--- Document passage Enclosed Below ---

• Symptom:

    When you create a VM instance, you may discover that one VM instance has attached multiple networks. At this time, you can see multiple NICs on the VM instance via the console, but no IP addresses are found.

  • Cause:

    For a VM instance, each network is exactly one NIC. Attaching a network to a VM instance is equal to connecting a physical NIC to a server. By running ifconfig, you can see the eth device. If no IP addresses are found, this NIC has been actually connected but is not configured properly.

  • Solution:
    Ensure that you create a configuration file for this new NIC by incurring through the eth configuration file as follows:
    1. Make a copy of eth0: (The following is an example of a CentOS 7.2 environment. Notice that other versions of Linux path and file may be slightly different.)

--- End of Enclosed Document passage ---

Please continue the troubleshooting note on VM network cards that show no IP address, starting right after its last sentence. The lines that come next are drawn from a different source than the text above.

--- Data extracts Enclosed Below ---

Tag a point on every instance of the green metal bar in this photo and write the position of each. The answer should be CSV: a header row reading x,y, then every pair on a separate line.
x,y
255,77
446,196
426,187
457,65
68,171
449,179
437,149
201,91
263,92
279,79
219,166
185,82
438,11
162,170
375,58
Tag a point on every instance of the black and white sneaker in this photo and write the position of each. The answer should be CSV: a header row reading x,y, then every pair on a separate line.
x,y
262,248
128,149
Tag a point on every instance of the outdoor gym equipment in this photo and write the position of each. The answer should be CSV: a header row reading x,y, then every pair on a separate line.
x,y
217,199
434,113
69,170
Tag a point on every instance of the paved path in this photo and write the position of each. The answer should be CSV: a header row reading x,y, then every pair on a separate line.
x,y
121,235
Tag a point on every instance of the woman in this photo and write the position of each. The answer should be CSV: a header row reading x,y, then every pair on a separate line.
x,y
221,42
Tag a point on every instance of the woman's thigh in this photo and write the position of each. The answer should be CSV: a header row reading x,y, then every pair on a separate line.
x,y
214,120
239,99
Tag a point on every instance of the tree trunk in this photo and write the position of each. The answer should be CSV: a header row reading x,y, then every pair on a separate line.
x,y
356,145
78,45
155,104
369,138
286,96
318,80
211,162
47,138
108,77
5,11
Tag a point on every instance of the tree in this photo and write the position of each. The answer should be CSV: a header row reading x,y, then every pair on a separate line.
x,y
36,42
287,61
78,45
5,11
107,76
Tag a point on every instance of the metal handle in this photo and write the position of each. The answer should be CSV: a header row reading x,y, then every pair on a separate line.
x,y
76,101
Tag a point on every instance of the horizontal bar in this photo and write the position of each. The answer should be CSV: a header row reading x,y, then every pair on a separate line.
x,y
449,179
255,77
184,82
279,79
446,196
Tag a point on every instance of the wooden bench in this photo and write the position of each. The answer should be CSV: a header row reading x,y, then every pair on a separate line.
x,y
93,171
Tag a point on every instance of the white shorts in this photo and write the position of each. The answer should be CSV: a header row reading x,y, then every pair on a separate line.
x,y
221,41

--- End of Enclosed Data extracts ---

- **Task response**:
      # Replace eth0 to eth1 in your configuration file, and delete the UUID.
      cp /etc/sysconfig/network-scripts/ifcfg-eth0 /etc/sysconfig/network-scripts/ifcfg-eth1 
      sed -i 's/eth0/eth1/g' ifcfg-eth0
      sed -i '/UUID*/d' /etc/sysconfig/network-scripts/ifcfg-eth1
    2. Restart the network to take effect:
      /etc/init.d/network restart
    3. By running ifconfig, you will see the IP addresses of the second NIC. If you attach multiple NICs to one VM instance, run the preceding commands.